**QUOTED TEXT**:
-=-=-
Transcribe audio

Speech-to-Text enables easy integration of Google speech recognition technologies into your solution. Speech-to-Text is a machine learning (ML) technology that gives you full control over your infrastructure and your protected speech data to meet data residency and compliance requirements.

The following table describes the key capabilities of Speech-to-Text.

Key capabilities
Transcription Applies advanced deep learning neural network algorithms from Google to automatic speech recognition.
Models Deploys models that are less than 1 GB in size and consume minimal resources.
API compatible Uses an API that is fully compatible with the Speech-to-Text API and its client libraries.

Supported audio encodings for Speech-to-Text

The Speech-to-Text API supports a number of different encodings. The following table lists supported audio codecs:

Codec Name Lossless Usage notes
FLAC Free Lossless Audio Codec Yes 16-bit or 24-bit required for streams
LINEAR16 Linear PCM Yes 16-bit linear pulse-code modulation (PCM) encoding. The header must contain the sample rate.
MULAW μ-law No 8-bit PCM encoding
OGG_OPUS Opus encoded audio frames in an Ogg container No Sample rate must be one of 8000 Hz, 12000 Hz, 16000 Hz, 24000 Hz, or 48000 Hz

FLAC is both an audio codec and an audio file format. To transcribe audio files using FLAC encoding, you must provide them in the .FLAC file format, which includes a header containing metadata.

Speech-to-Text supports WAV files with LINEAR16 or MULAW encoded audio.

For more information on Speech-to-Text audio codecs, consult the AudioEncoding reference documentation.

If you have a choice when encoding the source material, use a lossless encoding such as FLAC or LINEAR16 for better speech recognition.
-=-=-
**TO BE DONE**: List every codec name in the table of supported audio codecs on the Speech-to-Text page. The lines that come next are separate material and do not belong to the Speech-to-Text page.

(Stored data entries)
-=-=-
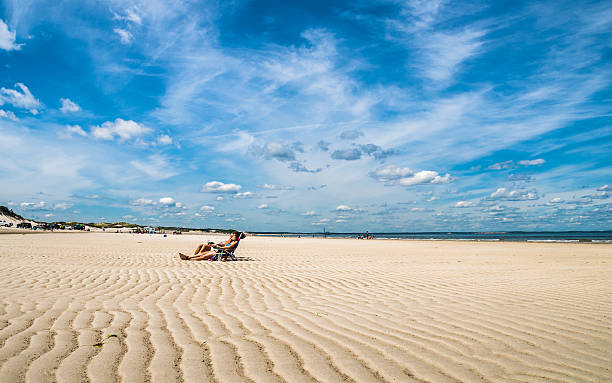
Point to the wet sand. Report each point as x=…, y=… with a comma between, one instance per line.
x=104, y=307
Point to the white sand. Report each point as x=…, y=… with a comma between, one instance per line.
x=303, y=310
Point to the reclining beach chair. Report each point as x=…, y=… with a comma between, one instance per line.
x=226, y=253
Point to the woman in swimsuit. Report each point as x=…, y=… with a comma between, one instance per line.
x=207, y=251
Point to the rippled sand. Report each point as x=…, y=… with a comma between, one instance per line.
x=303, y=310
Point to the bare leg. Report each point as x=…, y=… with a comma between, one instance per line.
x=203, y=256
x=202, y=248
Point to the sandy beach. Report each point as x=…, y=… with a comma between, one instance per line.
x=104, y=307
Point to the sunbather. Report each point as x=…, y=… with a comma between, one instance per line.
x=206, y=251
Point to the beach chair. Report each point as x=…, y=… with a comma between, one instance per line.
x=226, y=253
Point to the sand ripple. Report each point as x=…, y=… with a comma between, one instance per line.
x=119, y=307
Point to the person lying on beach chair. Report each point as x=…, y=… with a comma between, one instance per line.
x=220, y=251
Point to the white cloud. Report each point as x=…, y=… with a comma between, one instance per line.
x=20, y=98
x=156, y=167
x=142, y=202
x=164, y=139
x=33, y=205
x=464, y=204
x=220, y=187
x=513, y=195
x=425, y=177
x=69, y=106
x=244, y=195
x=125, y=36
x=8, y=115
x=538, y=161
x=131, y=14
x=62, y=206
x=122, y=129
x=389, y=173
x=166, y=201
x=73, y=129
x=275, y=187
x=7, y=38
x=502, y=165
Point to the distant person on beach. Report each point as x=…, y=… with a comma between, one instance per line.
x=206, y=251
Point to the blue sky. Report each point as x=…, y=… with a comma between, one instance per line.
x=385, y=116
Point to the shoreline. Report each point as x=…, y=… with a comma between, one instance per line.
x=92, y=306
x=5, y=231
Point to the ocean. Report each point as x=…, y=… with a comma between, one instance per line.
x=515, y=236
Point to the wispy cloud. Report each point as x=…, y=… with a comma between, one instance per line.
x=7, y=38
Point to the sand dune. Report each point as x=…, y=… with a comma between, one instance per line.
x=120, y=307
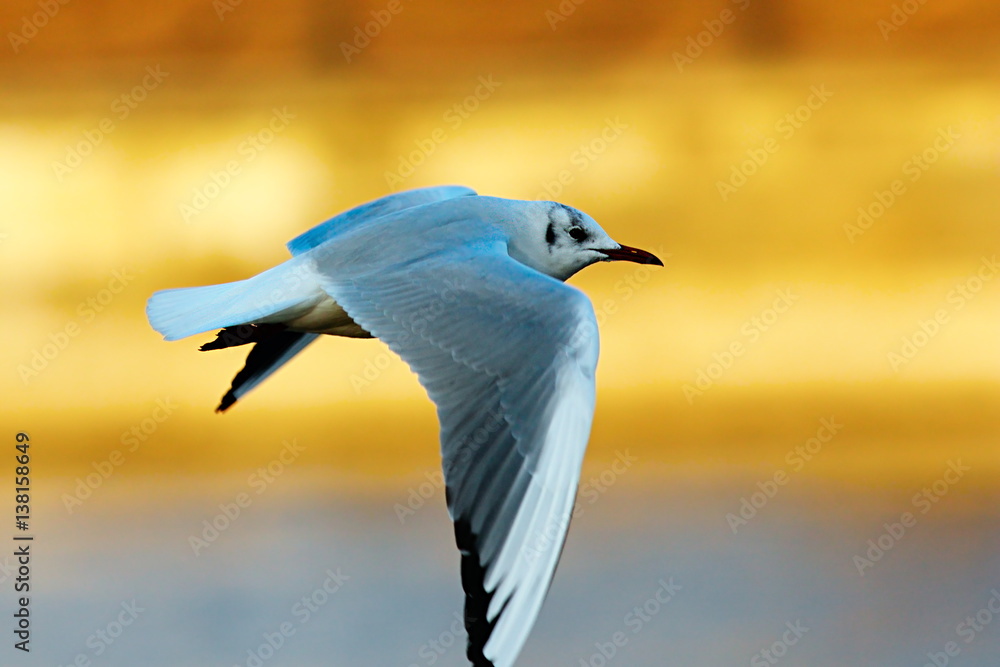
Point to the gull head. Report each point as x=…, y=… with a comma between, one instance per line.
x=559, y=240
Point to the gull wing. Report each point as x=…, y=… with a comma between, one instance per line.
x=367, y=212
x=508, y=356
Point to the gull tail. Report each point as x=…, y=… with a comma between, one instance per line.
x=178, y=313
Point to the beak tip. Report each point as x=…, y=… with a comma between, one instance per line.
x=629, y=254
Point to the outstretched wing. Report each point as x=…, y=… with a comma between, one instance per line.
x=377, y=208
x=508, y=355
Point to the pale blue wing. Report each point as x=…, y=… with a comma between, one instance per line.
x=358, y=215
x=508, y=356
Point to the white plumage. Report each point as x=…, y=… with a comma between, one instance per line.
x=468, y=291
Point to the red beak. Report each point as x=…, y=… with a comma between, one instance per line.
x=629, y=254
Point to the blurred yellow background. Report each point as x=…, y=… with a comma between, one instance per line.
x=819, y=178
x=604, y=109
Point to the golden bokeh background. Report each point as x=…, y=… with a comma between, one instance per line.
x=820, y=179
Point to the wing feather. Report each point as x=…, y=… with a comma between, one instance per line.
x=508, y=356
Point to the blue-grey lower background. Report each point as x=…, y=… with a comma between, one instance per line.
x=791, y=564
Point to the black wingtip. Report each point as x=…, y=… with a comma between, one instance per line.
x=477, y=599
x=227, y=402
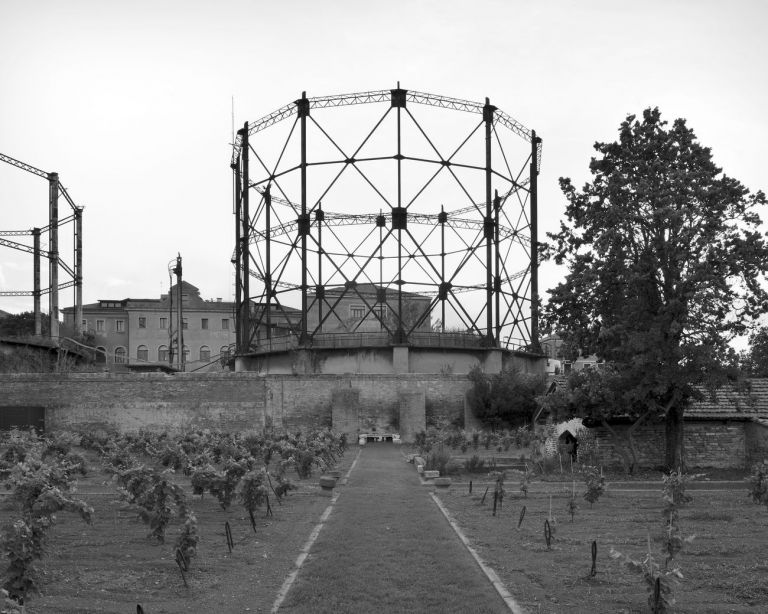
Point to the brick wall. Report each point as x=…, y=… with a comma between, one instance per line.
x=231, y=401
x=718, y=444
x=756, y=442
x=131, y=401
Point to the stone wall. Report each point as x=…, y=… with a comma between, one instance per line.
x=717, y=444
x=232, y=401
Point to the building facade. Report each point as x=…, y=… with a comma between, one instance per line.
x=367, y=308
x=140, y=332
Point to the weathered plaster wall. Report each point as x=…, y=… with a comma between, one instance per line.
x=715, y=443
x=234, y=401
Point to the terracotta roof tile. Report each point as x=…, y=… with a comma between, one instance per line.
x=751, y=403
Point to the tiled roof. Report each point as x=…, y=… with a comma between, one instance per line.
x=749, y=403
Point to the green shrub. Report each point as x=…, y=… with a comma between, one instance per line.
x=437, y=460
x=474, y=464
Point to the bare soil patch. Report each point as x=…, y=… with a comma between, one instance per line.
x=111, y=566
x=725, y=566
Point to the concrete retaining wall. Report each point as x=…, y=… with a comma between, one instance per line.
x=716, y=443
x=237, y=401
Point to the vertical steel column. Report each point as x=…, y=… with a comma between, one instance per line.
x=238, y=246
x=268, y=250
x=36, y=290
x=79, y=269
x=534, y=242
x=179, y=314
x=303, y=106
x=488, y=110
x=443, y=294
x=319, y=294
x=400, y=332
x=497, y=259
x=53, y=254
x=245, y=315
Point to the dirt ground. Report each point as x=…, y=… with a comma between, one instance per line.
x=724, y=567
x=111, y=566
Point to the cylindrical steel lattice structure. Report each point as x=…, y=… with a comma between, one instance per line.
x=403, y=215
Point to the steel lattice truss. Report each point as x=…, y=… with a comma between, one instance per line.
x=55, y=262
x=407, y=203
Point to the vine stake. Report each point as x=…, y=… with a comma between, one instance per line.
x=522, y=515
x=482, y=501
x=181, y=568
x=228, y=532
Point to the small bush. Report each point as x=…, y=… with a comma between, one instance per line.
x=758, y=483
x=474, y=464
x=437, y=460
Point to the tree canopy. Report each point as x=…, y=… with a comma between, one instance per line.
x=506, y=399
x=666, y=263
x=754, y=360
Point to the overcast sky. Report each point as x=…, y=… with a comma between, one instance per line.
x=131, y=102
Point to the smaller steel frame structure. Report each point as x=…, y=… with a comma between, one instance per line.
x=55, y=262
x=282, y=232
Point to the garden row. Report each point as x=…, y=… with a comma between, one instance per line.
x=152, y=474
x=653, y=557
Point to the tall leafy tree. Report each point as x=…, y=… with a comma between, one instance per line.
x=666, y=262
x=505, y=399
x=754, y=361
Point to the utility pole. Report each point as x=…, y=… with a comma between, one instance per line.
x=179, y=314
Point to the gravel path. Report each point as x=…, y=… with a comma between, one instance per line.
x=386, y=547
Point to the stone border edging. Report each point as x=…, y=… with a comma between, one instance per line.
x=304, y=552
x=506, y=596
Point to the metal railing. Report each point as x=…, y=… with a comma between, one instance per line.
x=454, y=340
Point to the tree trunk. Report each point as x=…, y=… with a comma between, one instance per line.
x=675, y=453
x=619, y=446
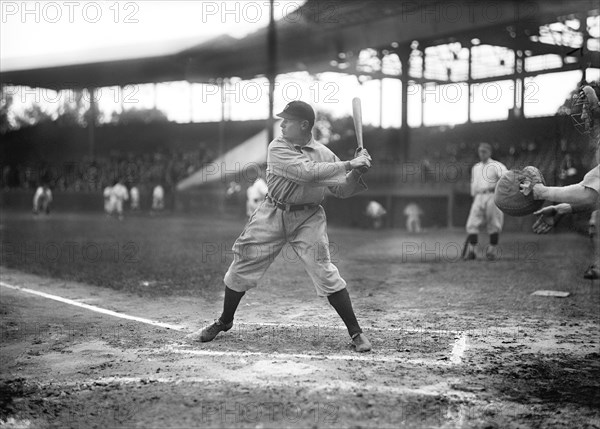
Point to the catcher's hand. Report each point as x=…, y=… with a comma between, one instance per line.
x=549, y=217
x=363, y=152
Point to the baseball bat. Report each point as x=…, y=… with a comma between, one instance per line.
x=357, y=116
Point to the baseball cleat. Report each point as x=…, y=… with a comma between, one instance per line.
x=210, y=332
x=361, y=343
x=470, y=253
x=491, y=253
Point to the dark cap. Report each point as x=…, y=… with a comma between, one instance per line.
x=298, y=110
x=486, y=146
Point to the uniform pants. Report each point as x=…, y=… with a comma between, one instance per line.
x=264, y=236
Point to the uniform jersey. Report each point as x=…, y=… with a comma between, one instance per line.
x=484, y=176
x=257, y=191
x=592, y=179
x=300, y=175
x=294, y=176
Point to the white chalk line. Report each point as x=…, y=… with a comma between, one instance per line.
x=366, y=357
x=439, y=389
x=457, y=353
x=93, y=307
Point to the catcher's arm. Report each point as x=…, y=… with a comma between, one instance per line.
x=573, y=194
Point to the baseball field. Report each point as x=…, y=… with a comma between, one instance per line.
x=95, y=313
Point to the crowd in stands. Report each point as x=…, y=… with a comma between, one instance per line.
x=88, y=175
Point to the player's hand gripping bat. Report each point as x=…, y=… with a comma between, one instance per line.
x=357, y=116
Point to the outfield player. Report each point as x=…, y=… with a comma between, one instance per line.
x=107, y=200
x=134, y=194
x=375, y=213
x=118, y=195
x=580, y=196
x=413, y=215
x=484, y=211
x=298, y=172
x=158, y=198
x=42, y=199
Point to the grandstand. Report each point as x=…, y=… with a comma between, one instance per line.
x=429, y=164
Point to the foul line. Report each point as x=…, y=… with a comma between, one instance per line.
x=458, y=349
x=93, y=307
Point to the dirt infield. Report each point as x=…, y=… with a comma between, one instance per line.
x=455, y=344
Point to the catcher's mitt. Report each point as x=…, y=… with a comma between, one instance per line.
x=511, y=199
-=-=-
**SOLUTION TO THE EXERCISE**: FLAC, LINEAR16, MULAW, OGG_OPUS